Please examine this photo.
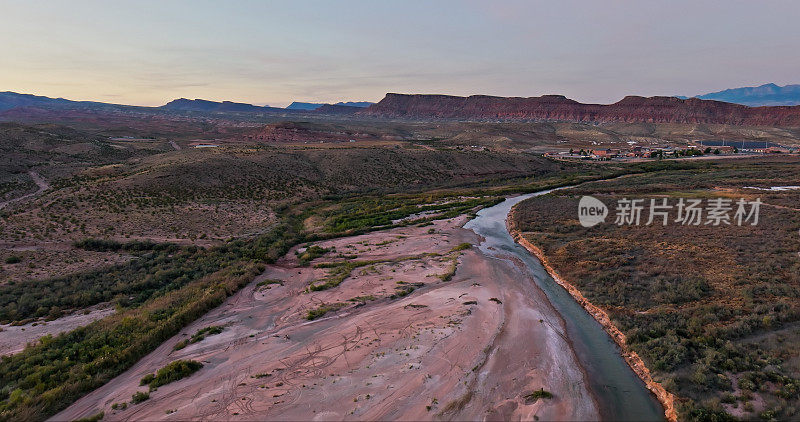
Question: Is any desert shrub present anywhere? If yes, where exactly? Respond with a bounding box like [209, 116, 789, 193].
[75, 412, 105, 422]
[450, 242, 472, 252]
[306, 303, 347, 321]
[131, 391, 150, 404]
[141, 360, 203, 389]
[523, 388, 553, 403]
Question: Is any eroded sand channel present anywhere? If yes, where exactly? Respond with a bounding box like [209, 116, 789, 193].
[55, 213, 599, 420]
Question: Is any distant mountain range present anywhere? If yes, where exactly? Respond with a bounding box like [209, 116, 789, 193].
[0, 91, 372, 114]
[286, 101, 374, 110]
[679, 84, 800, 107]
[0, 87, 800, 127]
[357, 94, 800, 127]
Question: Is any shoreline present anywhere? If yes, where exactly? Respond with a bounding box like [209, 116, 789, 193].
[506, 206, 678, 422]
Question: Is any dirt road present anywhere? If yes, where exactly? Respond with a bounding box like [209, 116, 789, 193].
[0, 170, 50, 209]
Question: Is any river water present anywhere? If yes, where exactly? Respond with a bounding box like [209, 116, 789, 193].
[464, 188, 664, 421]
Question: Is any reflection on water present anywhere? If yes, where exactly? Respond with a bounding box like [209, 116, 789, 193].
[464, 190, 664, 421]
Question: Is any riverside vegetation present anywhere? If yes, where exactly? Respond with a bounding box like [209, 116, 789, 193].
[0, 123, 680, 420]
[0, 114, 768, 420]
[514, 158, 800, 420]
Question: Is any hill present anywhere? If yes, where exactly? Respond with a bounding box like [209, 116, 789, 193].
[286, 101, 374, 111]
[696, 84, 800, 107]
[359, 93, 800, 127]
[159, 98, 281, 112]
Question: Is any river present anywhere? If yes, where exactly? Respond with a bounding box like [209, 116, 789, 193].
[464, 188, 664, 421]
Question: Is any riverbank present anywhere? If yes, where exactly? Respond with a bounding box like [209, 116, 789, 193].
[506, 208, 678, 422]
[54, 213, 601, 420]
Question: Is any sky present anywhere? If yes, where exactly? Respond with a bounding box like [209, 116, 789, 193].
[0, 0, 800, 106]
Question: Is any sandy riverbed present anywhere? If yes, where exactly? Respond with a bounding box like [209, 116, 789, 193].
[55, 217, 598, 420]
[0, 305, 114, 356]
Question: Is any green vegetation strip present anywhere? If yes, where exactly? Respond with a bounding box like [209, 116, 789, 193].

What to produce
Rewrite everything from the line containing "Question: Is any shoreline" down to the line containing "[0, 305, 114, 356]", both lines included, keeping the wording of each row unchanged, along with the sample box it contains. In the answers, multiply every bounding-box coordinate by 0.5 and round to a whole number, with halves rounded up.

Correct result
Question: Is any shoreline present anywhere? If yes, where exactly? Respond with a bounding box like [209, 116, 789, 193].
[253, 103, 339, 211]
Question: Is any dirt road present anywhere? If yes, where exactly? Respond with a bounding box like [209, 116, 789, 193].
[0, 85, 25, 105]
Question: Is any river water present anywhere? If yes, where exactly? Respond with a bounding box like [209, 116, 789, 193].
[232, 94, 332, 211]
Question: Is any reflection on water present anywhere? If yes, where exactly? Respond with a bounding box like [209, 116, 789, 193].
[232, 95, 332, 211]
Question: Is any riverside vegetation present anywhere? If yes, where exactly? Respond with a bounding box like [209, 116, 789, 193].
[0, 62, 340, 210]
[0, 57, 384, 210]
[257, 79, 400, 210]
Question: Is any hill present anywhere? If yes, where exactly? Respond with a bounding box like [209, 116, 789, 193].
[143, 51, 187, 56]
[348, 42, 400, 54]
[180, 47, 400, 64]
[80, 49, 141, 56]
Question: Is any river present anywhere? If yes, where exactly? Respond with a bounding box like [209, 116, 789, 193].
[232, 94, 332, 211]
Question: Is any riverbank present anywhere? If yes, where exactly? Respond with a bounding box like [209, 116, 789, 193].
[253, 104, 339, 211]
[27, 107, 301, 210]
Question: Is any sky present anywhere? If yes, where exactly? Respond with a bounding box like [209, 116, 789, 193].
[0, 0, 400, 53]
Question: Is any sandy riverbed present anywhere? If yes, where exactly? Respond with a bounding box like [209, 116, 789, 193].
[28, 109, 299, 210]
[0, 153, 57, 178]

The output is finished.